* **What the task requires**:
From the first line to the last, retype the data below exactly.

* **The records**:
==============================

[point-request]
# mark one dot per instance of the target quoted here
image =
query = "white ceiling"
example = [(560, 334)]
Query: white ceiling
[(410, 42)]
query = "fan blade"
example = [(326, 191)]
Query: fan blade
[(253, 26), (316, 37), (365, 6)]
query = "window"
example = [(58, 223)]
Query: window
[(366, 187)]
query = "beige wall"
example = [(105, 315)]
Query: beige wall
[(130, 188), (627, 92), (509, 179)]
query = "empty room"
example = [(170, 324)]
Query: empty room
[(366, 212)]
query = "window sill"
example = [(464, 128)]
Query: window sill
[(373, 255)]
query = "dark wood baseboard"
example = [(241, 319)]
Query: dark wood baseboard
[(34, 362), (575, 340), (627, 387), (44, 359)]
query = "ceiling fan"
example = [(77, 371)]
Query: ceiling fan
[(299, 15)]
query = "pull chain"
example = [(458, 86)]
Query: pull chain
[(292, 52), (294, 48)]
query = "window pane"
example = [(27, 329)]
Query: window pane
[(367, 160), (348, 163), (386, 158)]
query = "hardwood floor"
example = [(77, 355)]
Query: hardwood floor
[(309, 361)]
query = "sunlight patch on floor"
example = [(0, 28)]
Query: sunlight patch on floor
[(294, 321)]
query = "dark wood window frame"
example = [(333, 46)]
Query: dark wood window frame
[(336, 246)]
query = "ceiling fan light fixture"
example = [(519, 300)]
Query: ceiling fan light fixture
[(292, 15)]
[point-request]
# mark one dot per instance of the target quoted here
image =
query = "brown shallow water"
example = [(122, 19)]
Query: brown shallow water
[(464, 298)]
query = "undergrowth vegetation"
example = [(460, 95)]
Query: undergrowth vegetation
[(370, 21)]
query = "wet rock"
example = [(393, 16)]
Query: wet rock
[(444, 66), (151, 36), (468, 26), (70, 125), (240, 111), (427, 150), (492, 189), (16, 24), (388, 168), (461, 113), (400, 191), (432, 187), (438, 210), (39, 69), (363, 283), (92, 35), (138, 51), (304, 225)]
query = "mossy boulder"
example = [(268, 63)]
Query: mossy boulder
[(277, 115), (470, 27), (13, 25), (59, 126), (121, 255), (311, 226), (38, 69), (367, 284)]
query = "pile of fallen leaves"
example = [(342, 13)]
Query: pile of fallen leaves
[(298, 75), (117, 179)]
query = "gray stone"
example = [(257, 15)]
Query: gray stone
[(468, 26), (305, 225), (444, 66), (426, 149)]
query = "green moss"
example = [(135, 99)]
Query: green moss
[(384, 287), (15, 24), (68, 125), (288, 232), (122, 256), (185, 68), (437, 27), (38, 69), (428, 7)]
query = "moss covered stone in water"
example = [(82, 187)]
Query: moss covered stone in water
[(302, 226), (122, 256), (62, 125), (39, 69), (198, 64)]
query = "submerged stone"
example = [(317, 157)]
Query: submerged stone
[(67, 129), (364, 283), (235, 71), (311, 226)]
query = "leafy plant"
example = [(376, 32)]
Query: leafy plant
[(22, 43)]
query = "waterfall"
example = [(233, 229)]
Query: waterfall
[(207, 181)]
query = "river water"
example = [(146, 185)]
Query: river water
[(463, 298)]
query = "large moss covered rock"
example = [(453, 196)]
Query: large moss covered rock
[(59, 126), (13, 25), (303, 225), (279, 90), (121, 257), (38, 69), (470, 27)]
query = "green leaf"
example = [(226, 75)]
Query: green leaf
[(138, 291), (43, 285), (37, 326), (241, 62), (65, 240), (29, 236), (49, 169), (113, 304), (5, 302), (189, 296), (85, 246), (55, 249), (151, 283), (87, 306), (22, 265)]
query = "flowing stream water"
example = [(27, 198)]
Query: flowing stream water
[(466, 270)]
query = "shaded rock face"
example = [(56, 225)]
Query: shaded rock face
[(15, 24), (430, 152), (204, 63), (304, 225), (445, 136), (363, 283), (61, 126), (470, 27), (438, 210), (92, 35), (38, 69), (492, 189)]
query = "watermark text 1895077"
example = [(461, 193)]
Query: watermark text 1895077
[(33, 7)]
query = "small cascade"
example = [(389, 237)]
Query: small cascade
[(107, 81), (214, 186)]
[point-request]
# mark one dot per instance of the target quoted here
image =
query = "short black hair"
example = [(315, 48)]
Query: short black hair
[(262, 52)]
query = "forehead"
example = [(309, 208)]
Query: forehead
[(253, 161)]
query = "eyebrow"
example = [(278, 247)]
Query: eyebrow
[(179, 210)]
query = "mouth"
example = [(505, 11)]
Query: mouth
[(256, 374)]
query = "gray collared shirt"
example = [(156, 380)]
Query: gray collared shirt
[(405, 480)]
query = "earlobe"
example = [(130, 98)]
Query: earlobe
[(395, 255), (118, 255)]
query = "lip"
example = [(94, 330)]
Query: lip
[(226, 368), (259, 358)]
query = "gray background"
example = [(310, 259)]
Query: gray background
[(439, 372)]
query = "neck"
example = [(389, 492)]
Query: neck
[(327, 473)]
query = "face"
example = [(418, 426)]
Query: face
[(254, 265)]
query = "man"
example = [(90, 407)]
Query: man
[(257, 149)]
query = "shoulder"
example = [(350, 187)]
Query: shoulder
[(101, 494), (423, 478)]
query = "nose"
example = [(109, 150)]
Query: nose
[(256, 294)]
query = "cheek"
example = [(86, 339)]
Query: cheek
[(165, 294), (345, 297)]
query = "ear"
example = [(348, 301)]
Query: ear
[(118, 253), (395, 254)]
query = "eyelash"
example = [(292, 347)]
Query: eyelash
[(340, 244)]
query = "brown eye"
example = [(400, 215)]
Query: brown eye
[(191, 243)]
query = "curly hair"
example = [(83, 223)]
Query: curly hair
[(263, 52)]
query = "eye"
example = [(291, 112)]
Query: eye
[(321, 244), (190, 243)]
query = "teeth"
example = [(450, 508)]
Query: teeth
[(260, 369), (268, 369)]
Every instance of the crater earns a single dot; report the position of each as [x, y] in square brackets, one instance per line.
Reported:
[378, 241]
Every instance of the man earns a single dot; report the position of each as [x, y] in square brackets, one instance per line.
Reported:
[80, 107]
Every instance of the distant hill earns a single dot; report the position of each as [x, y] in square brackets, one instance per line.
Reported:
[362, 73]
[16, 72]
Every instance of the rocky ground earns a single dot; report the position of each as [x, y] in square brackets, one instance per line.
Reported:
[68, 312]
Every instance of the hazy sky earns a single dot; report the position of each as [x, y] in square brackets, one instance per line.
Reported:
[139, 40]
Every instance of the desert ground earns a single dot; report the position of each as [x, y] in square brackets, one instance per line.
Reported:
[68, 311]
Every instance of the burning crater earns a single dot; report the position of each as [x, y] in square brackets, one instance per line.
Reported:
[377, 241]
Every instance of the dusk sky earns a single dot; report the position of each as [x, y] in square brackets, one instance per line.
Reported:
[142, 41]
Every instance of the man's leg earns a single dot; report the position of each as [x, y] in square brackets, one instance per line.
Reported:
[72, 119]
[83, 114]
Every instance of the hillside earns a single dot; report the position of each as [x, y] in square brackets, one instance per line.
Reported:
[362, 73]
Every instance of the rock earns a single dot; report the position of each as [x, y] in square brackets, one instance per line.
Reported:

==============================

* **Answer to the exercise**:
[point-request]
# mark one dot per instance of the target quoted here
image =
query = "white ceiling"
example = [(560, 334)]
Query: white ceiling
[(410, 42)]
query = "fan blade"
example = [(326, 191)]
Query: fan blade
[(253, 26), (316, 37), (365, 6)]
query = "window"
example = [(58, 223)]
Query: window
[(366, 187)]
query = "beige wall"
example = [(105, 315)]
Query: beige wall
[(130, 188), (627, 92), (509, 179)]
query = "empty room"
example = [(170, 324)]
Query: empty room
[(366, 212)]
query = "window sill"
example = [(464, 128)]
Query: window sill
[(373, 255)]
query = "dark wood baseboard"
example = [(241, 319)]
Query: dark wood baseboard
[(34, 362), (575, 340), (627, 387), (44, 359)]
query = "ceiling fan"
example = [(77, 371)]
Query: ceiling fan
[(299, 15)]
query = "pull chain"
example = [(458, 86)]
Query: pull chain
[(292, 52), (294, 48)]
query = "window pane"
example = [(27, 329)]
Query: window pane
[(367, 160), (348, 163), (386, 158)]
query = "hardwood floor"
example = [(77, 355)]
Query: hardwood floor
[(309, 361)]
query = "sunlight patch on floor"
example = [(0, 28)]
Query: sunlight patch on floor
[(294, 321)]
query = "dark wood window frame"
example = [(333, 46)]
Query: dark wood window frame
[(336, 246)]
query = "ceiling fan light fixture"
example = [(519, 300)]
Query: ceiling fan light fixture
[(292, 15)]
[point-request]
# mark one dot per instance of the target quoted here
image =
query = "brown shallow water"
example = [(122, 19)]
Query: brown shallow water
[(464, 298)]
query = "undergrowth vegetation"
example = [(460, 95)]
Query: undergrowth vegetation
[(370, 21)]
query = "wet rock"
example = [(393, 16)]
Query: wet rock
[(444, 66), (151, 36), (468, 26), (70, 125), (240, 111), (427, 150), (492, 189), (16, 24), (388, 168), (461, 113), (400, 191), (432, 187), (438, 210), (39, 69), (363, 283), (92, 35), (138, 51), (304, 225)]
query = "mossy boulder"
example = [(268, 63)]
Query: mossy boulder
[(277, 115), (470, 27), (13, 25), (59, 126), (121, 255), (311, 226), (38, 69), (367, 284)]
query = "pile of fallen leaves"
example = [(342, 13)]
Query: pile of fallen leaves
[(298, 75), (117, 179)]
query = "gray stone"
example = [(257, 15)]
Query: gray stone
[(468, 26), (305, 225), (444, 66), (426, 149)]
query = "green moss"
example = [(135, 99)]
Query: green moss
[(384, 287), (15, 24), (68, 125), (288, 232), (122, 256), (185, 68), (437, 27), (38, 69), (428, 7)]
query = "moss covered stone in water"
example = [(82, 187)]
Query: moss covered stone in water
[(302, 226), (122, 256), (62, 125), (39, 69), (198, 64)]
query = "submerged stone"
example = [(317, 157)]
Query: submerged stone
[(67, 129), (364, 283), (235, 71), (311, 226)]
query = "leafy plant"
example = [(376, 32)]
Query: leafy plant
[(22, 43)]
query = "waterfall"
example = [(233, 229)]
Query: waterfall
[(207, 181)]
query = "river water"
example = [(146, 185)]
Query: river water
[(463, 298)]
query = "large moss covered rock"
example = [(453, 196)]
Query: large moss covered rock
[(59, 126), (13, 25), (303, 225), (279, 90), (121, 257), (38, 69), (470, 27)]
query = "green leaf"
example = [(226, 75)]
Query: green leaf
[(138, 291), (43, 285), (37, 326), (241, 62), (65, 240), (29, 236), (49, 169), (113, 304), (5, 302), (189, 296), (85, 246), (55, 249), (151, 283), (87, 306), (22, 265)]
query = "flowing stream water"
example = [(27, 198)]
Query: flowing stream water
[(466, 270)]
query = "shaded rock face"
example = [(56, 225)]
Query: shaded rock face
[(15, 24), (430, 152), (204, 63), (304, 225), (445, 136), (363, 283), (61, 126), (470, 27), (438, 210), (92, 35), (38, 69), (492, 189)]
query = "watermark text 1895077"
example = [(461, 193)]
Query: watermark text 1895077
[(33, 7)]
query = "small cascade"
example = [(389, 237)]
Query: small cascade
[(107, 81), (214, 186)]
[point-request]
# mark one dot per instance of the target quoted here
image =
query = "short black hair"
example = [(315, 48)]
Query: short black hair
[(262, 52)]
query = "forehead"
example = [(309, 208)]
Query: forehead
[(253, 161)]
query = "eyebrow"
example = [(278, 247)]
Query: eyebrow
[(179, 210)]
query = "mouth"
example = [(505, 11)]
Query: mouth
[(256, 374)]
query = "gray collared shirt"
example = [(156, 380)]
Query: gray collared shirt
[(405, 480)]
query = "earlobe"
example = [(130, 98)]
Query: earlobe
[(395, 255), (118, 255)]
query = "lip"
example = [(94, 330)]
Query: lip
[(226, 368), (259, 358)]
query = "gray background"
example = [(310, 259)]
Query: gray background
[(439, 372)]
query = "neck"
example = [(389, 492)]
Query: neck
[(327, 473)]
query = "face"
example = [(418, 426)]
Query: face
[(254, 265)]
query = "man"
example = [(90, 407)]
Query: man
[(257, 149)]
query = "shoulder"
example = [(350, 187)]
Query: shoulder
[(101, 494), (423, 478)]
query = "nose"
example = [(109, 150)]
Query: nose
[(256, 294)]
query = "cheek"
example = [(86, 339)]
Query: cheek
[(165, 294), (345, 297)]
query = "ear"
example = [(348, 301)]
Query: ear
[(118, 253), (395, 254)]
query = "eyelash"
example = [(292, 347)]
Query: eyelash
[(340, 244)]
query = "brown eye"
example = [(400, 215)]
Query: brown eye
[(191, 243)]
query = "curly hair"
example = [(83, 223)]
Query: curly hair
[(263, 52)]
query = "eye"
example = [(291, 112)]
Query: eye
[(321, 244), (190, 243)]
query = "teeth"
example = [(450, 508)]
Query: teeth
[(260, 369), (268, 369)]
Every instance of the crater earns a single dot; report the position of each as [x, y] in square brackets, one instance per line.
Reported:
[378, 241]
Every instance of the man earns a single dot; report the position of each as [x, y] in square brackets, one instance per line.
Reported:
[80, 107]
Every instance of the distant hill earns a single dot; report the position of each as [x, y] in square brackets, one instance per line.
Reported:
[362, 73]
[16, 72]
Every instance of the rocky ground earns a single dot; report the position of each as [x, y] in square brackets, one instance per line.
Reported:
[68, 312]
Every instance of the hazy sky earns a single dot; report the position of each as [x, y] in square brackets, one instance per line.
Reported:
[139, 40]
Every instance of the desert ground earns a single dot; report the position of each as [x, y] in square brackets, one instance per line.
Reported:
[68, 311]
Every instance of the burning crater earns a single dot; report the position of each as [x, y] in square brackets, one instance per line.
Reported:
[377, 241]
Every instance of the dusk sky earns a single dot; report the position of each as [x, y] in square brackets, one instance per line.
Reported:
[142, 41]
Every instance of the man's leg earns a single dot; report the position of each as [x, y] in square brackets, one instance per line.
Reported:
[72, 119]
[83, 114]
Every instance of the hillside earns a single dot; report the position of each as [x, y] in square brackets, one instance per line.
Reported:
[362, 73]
Every instance of the rock earns a single dot; report the position of each as [x, y] in square brackets, one instance per line.
Reported:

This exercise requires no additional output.